* EXERCISE DETAILS
Scan the data for "covered" and copy the lines it appears in.

Data records
****************************************

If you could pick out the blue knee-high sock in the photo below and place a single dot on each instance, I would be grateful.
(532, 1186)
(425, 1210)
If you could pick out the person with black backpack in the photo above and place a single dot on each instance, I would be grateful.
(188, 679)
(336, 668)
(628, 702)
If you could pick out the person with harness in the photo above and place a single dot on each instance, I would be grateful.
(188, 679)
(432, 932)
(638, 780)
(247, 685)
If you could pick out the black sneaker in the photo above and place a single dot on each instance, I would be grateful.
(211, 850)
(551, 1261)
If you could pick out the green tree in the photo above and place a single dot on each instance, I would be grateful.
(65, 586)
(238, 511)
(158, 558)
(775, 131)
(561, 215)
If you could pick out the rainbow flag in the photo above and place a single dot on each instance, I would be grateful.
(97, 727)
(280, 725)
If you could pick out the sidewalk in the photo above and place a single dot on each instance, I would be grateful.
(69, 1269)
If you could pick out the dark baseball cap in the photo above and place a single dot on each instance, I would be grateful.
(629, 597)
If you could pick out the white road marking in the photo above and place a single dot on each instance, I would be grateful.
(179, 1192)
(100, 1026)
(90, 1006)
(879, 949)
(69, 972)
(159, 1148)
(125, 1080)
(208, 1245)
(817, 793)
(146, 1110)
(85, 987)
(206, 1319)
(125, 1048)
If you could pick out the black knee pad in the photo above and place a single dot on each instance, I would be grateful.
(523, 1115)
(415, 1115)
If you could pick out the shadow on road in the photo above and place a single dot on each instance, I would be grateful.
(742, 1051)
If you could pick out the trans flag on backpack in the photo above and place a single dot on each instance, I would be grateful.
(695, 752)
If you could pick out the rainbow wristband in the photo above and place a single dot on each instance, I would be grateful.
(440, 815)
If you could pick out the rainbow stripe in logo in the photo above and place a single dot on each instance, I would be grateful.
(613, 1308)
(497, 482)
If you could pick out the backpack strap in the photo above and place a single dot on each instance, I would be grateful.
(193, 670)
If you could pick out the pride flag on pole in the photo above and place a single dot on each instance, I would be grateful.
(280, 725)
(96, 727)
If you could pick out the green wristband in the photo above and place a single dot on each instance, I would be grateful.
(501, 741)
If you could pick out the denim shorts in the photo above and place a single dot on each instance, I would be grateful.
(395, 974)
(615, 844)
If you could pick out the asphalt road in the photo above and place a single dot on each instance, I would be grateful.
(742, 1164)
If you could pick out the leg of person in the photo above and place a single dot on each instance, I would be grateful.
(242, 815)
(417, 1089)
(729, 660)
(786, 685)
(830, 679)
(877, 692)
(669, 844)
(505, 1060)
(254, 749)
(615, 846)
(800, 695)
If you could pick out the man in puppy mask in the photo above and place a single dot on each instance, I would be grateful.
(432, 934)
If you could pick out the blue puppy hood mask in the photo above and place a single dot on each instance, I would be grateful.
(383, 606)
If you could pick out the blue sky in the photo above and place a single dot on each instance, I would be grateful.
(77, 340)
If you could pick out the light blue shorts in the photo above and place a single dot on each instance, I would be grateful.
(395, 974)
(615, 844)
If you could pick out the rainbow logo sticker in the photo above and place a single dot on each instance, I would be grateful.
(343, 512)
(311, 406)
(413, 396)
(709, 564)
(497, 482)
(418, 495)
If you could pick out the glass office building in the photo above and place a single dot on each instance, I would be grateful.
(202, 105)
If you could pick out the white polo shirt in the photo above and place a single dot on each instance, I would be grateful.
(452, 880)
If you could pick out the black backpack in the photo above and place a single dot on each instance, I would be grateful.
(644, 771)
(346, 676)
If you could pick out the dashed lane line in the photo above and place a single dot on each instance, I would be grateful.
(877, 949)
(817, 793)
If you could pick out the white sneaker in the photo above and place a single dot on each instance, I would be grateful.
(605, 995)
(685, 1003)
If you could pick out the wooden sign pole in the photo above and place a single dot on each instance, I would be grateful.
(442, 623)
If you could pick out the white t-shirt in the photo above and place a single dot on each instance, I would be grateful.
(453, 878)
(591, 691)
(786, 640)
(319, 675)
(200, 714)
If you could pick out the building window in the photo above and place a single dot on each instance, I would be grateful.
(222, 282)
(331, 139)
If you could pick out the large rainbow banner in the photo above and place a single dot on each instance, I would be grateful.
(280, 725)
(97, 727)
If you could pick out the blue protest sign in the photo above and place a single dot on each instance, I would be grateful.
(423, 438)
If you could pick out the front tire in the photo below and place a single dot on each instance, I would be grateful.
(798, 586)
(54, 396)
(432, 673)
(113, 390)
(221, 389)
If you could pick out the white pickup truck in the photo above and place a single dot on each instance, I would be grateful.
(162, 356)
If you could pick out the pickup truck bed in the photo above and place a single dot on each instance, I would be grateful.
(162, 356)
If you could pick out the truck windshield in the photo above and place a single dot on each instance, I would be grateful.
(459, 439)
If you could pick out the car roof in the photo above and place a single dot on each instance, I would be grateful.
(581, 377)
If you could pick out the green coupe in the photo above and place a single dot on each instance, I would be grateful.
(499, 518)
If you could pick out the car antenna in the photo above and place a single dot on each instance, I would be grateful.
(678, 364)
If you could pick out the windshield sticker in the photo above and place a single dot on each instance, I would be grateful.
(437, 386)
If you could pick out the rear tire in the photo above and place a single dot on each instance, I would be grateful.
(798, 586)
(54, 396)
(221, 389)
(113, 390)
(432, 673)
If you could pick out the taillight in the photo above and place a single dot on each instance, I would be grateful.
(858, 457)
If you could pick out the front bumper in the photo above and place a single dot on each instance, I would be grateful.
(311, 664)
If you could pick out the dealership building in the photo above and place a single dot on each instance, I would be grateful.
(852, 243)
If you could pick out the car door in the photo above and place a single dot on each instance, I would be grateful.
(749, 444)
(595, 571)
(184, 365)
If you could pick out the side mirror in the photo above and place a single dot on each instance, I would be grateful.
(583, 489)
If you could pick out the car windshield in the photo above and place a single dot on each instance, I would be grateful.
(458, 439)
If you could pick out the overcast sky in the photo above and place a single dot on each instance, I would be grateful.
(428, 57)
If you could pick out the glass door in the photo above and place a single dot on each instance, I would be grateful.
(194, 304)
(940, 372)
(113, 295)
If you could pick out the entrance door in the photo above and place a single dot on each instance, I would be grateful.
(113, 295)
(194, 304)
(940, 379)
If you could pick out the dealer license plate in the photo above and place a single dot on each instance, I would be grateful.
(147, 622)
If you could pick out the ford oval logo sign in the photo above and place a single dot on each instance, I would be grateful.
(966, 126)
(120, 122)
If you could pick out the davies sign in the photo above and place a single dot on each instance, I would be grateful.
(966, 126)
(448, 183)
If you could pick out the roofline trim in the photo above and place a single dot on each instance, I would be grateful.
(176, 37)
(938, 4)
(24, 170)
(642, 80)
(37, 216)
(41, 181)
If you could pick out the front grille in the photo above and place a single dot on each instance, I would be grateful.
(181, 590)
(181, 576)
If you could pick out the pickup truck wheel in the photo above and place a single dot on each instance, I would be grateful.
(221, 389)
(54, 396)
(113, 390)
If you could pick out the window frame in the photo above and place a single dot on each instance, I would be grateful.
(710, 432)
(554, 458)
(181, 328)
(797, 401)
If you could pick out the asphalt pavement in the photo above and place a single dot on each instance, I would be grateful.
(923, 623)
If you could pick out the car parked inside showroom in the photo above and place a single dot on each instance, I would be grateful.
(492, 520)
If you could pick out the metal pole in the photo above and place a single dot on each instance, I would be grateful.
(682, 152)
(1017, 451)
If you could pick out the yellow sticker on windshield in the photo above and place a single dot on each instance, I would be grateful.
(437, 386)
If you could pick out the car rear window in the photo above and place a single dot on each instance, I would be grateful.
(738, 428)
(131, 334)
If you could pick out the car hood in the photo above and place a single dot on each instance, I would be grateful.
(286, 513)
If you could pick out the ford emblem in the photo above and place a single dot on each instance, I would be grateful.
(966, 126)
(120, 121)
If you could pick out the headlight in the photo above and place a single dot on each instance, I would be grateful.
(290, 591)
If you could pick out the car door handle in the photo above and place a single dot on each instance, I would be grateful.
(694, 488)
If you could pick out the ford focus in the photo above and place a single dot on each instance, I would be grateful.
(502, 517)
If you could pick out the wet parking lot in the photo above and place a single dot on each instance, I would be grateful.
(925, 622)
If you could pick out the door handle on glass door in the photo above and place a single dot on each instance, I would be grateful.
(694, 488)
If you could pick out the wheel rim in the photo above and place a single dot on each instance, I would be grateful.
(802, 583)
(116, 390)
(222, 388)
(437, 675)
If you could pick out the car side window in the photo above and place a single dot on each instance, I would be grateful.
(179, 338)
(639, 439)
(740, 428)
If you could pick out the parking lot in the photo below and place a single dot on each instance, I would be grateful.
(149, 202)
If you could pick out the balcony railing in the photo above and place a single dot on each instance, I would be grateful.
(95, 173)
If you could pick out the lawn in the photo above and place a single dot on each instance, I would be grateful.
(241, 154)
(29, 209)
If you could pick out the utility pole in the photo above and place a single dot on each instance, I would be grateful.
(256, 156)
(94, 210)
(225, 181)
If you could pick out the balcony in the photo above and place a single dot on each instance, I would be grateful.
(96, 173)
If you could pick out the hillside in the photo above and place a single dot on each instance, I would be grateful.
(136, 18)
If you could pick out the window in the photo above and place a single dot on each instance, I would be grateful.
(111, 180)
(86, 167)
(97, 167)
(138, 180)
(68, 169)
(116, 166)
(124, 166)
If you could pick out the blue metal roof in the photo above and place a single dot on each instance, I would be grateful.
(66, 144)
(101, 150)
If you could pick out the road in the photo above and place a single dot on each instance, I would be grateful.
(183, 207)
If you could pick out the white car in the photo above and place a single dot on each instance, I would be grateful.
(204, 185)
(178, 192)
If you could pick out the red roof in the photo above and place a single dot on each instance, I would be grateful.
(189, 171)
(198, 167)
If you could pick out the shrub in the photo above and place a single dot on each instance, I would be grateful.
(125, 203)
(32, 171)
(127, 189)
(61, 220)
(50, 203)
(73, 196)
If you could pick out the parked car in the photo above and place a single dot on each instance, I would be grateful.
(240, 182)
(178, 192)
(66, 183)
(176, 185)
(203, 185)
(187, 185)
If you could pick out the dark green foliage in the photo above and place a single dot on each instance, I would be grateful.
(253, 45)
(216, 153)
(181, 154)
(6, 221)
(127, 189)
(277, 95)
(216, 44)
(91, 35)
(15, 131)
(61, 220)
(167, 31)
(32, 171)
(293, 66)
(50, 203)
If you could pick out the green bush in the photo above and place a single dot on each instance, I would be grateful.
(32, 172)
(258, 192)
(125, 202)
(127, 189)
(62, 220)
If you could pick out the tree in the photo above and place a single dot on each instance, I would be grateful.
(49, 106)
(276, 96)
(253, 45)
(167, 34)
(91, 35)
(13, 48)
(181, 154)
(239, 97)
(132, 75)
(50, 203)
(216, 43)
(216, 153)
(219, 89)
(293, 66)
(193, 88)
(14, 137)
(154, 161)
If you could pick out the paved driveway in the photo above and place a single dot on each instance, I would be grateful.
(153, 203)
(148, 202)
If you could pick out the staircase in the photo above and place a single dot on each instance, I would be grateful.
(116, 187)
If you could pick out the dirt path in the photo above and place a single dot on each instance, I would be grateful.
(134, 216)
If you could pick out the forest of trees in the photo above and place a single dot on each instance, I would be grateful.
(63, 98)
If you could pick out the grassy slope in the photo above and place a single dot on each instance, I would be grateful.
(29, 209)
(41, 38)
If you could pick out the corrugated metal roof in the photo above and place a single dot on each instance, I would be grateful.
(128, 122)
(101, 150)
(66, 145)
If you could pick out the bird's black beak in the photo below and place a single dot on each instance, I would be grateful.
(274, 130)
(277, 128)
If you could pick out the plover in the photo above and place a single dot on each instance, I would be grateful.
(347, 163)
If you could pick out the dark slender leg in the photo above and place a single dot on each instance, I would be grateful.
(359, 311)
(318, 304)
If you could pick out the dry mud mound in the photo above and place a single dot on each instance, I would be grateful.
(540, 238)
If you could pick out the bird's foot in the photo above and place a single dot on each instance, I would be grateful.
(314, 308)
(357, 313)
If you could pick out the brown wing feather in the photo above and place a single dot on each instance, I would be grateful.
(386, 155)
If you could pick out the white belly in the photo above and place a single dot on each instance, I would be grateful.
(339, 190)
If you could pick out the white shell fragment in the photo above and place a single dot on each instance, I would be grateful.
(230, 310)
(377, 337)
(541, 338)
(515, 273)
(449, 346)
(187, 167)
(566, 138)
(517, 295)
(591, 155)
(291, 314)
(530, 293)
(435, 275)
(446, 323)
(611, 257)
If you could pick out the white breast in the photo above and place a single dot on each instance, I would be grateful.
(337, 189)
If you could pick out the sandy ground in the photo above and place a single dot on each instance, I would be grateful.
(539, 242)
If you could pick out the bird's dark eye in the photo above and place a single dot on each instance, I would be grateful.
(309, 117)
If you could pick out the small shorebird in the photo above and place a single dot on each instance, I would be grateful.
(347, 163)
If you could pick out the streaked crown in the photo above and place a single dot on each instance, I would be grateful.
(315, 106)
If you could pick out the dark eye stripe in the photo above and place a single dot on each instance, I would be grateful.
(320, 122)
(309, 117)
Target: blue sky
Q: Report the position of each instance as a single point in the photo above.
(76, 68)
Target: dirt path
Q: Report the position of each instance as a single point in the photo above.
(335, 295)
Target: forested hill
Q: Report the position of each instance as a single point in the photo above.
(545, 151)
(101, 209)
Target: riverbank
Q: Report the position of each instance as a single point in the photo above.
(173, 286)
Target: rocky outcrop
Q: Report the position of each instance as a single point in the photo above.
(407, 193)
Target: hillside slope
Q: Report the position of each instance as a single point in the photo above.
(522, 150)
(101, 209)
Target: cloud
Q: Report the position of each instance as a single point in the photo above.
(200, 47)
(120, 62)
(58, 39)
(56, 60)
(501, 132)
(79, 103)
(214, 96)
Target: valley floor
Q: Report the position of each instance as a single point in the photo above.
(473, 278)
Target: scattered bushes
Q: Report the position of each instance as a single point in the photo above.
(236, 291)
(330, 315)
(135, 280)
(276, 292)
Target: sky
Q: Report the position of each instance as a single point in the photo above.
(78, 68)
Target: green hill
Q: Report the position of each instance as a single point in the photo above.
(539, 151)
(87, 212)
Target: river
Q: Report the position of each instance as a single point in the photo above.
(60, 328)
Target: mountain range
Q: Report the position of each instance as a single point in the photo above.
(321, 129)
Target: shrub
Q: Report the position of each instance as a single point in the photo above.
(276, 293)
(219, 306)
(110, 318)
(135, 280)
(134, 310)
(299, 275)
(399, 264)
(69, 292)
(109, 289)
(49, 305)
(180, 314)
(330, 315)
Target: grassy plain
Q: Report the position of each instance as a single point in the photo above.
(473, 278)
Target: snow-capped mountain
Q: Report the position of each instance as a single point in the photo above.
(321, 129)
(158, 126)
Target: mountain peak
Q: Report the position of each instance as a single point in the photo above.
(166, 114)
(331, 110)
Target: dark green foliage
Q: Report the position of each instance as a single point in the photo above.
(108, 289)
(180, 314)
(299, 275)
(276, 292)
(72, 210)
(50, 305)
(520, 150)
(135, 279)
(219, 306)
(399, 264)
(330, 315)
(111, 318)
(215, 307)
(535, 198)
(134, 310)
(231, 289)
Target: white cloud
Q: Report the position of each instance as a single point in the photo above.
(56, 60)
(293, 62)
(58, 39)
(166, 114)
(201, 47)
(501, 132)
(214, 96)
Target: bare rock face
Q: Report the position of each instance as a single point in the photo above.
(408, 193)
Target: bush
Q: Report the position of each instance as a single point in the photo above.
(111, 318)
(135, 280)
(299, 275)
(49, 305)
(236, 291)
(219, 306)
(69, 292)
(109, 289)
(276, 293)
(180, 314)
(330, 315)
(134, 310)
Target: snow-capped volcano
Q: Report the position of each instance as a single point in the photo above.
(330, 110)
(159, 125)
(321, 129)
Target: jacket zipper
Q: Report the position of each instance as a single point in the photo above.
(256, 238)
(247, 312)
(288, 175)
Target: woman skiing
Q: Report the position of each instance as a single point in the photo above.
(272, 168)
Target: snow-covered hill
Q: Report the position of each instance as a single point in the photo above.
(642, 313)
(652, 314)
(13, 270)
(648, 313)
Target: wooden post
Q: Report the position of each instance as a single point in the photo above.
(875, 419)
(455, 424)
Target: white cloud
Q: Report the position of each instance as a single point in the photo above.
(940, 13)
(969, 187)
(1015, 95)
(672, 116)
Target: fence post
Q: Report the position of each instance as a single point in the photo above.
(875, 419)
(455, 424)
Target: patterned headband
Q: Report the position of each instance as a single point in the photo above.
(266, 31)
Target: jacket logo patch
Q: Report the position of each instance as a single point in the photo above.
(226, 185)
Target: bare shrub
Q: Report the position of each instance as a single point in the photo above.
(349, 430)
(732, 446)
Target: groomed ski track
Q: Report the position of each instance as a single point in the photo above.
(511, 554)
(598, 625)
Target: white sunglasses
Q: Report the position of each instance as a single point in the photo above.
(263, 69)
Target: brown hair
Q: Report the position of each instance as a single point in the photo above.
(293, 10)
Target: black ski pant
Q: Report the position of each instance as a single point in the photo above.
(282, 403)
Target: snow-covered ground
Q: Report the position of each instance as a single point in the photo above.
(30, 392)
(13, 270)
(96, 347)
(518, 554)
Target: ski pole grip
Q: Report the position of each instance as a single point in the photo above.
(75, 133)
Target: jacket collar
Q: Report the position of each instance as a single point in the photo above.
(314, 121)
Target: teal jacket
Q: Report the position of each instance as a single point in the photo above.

****************************************

* COMPLETED EXERCISE
Target: snow-covered hill
Target: snow-covered ground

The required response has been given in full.